-- Collection entries --
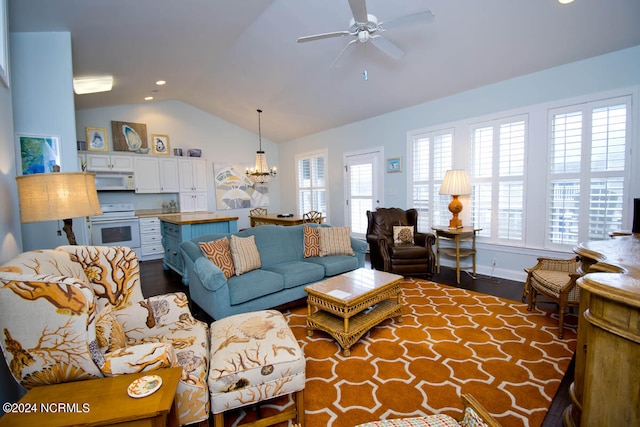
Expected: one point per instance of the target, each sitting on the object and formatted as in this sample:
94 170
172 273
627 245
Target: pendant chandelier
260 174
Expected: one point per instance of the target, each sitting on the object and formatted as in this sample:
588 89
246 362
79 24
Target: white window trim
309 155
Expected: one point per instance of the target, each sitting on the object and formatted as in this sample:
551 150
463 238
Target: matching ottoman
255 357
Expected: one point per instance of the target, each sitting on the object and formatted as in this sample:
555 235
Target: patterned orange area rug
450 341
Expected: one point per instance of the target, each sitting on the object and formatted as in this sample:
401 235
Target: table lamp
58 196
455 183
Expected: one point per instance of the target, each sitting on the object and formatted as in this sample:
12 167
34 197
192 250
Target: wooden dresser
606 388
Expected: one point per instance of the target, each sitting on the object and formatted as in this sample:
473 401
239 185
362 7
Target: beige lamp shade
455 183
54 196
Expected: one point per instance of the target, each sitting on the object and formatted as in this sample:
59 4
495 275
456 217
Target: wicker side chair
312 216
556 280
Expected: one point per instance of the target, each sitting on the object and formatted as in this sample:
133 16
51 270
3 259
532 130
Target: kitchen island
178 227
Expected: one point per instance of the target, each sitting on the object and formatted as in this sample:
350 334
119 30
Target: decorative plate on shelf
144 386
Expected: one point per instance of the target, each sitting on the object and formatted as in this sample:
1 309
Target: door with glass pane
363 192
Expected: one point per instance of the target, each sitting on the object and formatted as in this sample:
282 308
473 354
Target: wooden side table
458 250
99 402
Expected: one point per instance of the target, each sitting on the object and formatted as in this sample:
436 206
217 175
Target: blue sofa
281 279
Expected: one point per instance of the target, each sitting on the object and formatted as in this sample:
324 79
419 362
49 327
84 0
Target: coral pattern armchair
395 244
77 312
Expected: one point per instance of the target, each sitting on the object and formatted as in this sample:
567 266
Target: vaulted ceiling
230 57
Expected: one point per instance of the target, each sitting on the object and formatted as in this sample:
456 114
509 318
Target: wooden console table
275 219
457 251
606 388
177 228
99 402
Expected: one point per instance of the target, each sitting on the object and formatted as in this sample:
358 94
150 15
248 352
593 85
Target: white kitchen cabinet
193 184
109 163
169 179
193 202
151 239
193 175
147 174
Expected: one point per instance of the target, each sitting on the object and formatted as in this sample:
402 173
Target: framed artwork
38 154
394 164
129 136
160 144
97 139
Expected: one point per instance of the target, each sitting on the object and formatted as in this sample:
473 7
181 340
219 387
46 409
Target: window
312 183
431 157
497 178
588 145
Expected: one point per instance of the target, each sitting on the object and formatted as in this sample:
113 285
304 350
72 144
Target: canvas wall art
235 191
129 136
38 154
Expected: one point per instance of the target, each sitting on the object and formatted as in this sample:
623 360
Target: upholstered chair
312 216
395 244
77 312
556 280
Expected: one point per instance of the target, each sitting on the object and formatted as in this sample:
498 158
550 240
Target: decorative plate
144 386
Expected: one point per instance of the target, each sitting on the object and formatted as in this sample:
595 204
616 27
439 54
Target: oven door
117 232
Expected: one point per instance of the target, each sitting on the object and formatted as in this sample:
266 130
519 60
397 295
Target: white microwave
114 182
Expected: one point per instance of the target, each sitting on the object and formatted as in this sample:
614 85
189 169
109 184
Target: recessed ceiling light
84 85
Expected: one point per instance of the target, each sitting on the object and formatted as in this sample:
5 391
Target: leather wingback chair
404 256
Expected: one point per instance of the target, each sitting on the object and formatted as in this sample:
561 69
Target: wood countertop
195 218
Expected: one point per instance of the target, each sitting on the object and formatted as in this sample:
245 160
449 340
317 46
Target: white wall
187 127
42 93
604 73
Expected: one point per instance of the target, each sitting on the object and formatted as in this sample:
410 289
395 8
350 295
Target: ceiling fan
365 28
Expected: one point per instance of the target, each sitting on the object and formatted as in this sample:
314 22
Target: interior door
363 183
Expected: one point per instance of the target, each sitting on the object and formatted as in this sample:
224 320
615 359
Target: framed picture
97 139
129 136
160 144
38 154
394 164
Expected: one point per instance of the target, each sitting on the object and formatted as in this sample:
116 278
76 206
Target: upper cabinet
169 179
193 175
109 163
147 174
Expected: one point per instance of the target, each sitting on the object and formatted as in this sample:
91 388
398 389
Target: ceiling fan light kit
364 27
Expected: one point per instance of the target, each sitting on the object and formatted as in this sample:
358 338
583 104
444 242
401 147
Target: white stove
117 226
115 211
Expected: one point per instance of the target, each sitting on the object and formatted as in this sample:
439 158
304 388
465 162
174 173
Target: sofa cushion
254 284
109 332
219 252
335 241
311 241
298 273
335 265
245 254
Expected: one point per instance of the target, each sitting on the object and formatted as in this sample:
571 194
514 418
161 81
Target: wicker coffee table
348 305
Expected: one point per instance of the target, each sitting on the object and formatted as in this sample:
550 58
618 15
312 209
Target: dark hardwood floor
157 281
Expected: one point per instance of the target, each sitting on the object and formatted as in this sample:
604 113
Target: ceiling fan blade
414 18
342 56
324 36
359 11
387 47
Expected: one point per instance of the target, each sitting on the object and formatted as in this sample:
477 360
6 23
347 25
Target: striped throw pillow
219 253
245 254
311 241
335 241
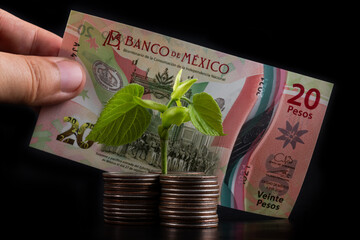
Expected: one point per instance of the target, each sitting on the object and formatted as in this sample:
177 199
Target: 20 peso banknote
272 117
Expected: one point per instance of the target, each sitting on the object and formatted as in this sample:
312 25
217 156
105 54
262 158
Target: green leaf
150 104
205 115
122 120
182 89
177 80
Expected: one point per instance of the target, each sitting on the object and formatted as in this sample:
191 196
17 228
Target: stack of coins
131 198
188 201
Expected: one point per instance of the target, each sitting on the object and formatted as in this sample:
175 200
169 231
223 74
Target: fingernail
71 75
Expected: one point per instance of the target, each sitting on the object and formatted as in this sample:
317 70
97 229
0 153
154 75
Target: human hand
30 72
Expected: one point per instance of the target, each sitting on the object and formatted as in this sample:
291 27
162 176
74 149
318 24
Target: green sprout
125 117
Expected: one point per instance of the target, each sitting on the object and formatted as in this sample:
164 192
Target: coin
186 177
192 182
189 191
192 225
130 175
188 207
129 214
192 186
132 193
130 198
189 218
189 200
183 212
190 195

...

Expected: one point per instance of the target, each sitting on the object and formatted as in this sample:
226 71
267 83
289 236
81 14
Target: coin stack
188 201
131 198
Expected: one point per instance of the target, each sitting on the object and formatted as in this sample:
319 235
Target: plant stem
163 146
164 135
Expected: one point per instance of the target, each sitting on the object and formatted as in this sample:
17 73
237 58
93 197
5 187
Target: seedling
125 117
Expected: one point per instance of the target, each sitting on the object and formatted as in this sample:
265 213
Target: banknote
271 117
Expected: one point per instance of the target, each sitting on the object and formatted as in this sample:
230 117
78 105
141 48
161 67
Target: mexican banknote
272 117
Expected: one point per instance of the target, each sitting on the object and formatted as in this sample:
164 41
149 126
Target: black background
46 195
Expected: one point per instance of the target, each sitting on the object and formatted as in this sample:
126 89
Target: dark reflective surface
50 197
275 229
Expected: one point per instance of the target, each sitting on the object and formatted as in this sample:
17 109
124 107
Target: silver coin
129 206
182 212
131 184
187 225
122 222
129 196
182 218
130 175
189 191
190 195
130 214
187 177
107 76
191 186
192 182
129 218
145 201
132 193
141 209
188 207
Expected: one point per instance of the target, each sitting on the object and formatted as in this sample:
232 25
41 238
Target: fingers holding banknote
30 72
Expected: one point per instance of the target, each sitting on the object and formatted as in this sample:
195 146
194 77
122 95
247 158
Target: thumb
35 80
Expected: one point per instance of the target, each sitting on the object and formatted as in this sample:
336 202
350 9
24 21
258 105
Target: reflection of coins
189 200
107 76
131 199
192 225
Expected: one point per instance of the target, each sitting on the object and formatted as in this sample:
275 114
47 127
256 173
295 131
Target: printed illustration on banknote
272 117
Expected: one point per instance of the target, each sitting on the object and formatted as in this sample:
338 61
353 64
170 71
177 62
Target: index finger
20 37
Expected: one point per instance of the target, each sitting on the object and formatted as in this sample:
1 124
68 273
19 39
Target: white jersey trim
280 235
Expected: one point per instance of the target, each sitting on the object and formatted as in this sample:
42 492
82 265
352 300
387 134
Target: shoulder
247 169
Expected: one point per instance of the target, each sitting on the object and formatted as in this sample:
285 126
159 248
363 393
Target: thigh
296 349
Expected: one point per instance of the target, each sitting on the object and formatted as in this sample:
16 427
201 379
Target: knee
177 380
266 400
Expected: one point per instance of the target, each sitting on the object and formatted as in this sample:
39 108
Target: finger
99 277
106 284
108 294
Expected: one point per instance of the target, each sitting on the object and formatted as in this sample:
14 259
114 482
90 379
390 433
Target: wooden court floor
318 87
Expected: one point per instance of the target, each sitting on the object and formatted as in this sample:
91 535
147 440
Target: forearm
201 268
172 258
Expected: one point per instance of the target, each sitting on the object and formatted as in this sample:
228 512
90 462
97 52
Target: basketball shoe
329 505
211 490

==

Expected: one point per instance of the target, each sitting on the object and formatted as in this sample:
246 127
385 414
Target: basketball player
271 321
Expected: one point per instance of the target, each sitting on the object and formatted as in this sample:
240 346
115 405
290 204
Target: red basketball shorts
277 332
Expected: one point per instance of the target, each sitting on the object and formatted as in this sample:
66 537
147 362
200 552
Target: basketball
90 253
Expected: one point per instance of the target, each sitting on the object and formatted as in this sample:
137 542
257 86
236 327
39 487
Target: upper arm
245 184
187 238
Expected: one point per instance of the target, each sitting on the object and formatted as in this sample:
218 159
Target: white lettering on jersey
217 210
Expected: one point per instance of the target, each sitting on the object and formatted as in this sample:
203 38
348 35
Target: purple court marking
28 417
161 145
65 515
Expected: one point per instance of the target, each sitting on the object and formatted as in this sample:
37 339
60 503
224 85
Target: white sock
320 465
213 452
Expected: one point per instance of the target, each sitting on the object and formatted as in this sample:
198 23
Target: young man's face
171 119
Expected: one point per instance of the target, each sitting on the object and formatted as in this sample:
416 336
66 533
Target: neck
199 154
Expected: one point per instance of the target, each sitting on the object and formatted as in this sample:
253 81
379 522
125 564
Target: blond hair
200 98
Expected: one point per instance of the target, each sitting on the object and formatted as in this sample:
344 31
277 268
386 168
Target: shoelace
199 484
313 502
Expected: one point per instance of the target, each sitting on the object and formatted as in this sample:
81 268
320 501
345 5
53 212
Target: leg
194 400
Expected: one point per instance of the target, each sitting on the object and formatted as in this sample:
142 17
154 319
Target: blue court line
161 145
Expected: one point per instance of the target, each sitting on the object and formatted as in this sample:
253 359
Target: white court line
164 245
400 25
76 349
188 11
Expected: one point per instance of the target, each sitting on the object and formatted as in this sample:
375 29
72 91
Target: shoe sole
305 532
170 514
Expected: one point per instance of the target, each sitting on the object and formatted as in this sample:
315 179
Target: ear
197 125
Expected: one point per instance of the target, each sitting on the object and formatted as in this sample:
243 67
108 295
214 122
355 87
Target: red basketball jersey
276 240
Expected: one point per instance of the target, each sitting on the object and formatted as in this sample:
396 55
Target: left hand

-- Problem --
How many lines of the listing above contain the word "stack"? Reply with the number only.

-- Complete answer --
2